[Excerpts from point annotation data]
[Start]

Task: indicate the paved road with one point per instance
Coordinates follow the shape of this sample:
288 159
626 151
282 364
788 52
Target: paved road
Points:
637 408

[End]

_What you are asked to do_. Present the data above as a numbered list with one entry per line, and leave out any blank lines.

_Result for this exercise_.
1. Task: indicate the paved road with one point per instance
2. Coordinates follow the shape of this sample:
3. 288 159
4. 626 151
5. 282 364
6. 788 52
7. Target: paved road
8. Points:
9. 637 408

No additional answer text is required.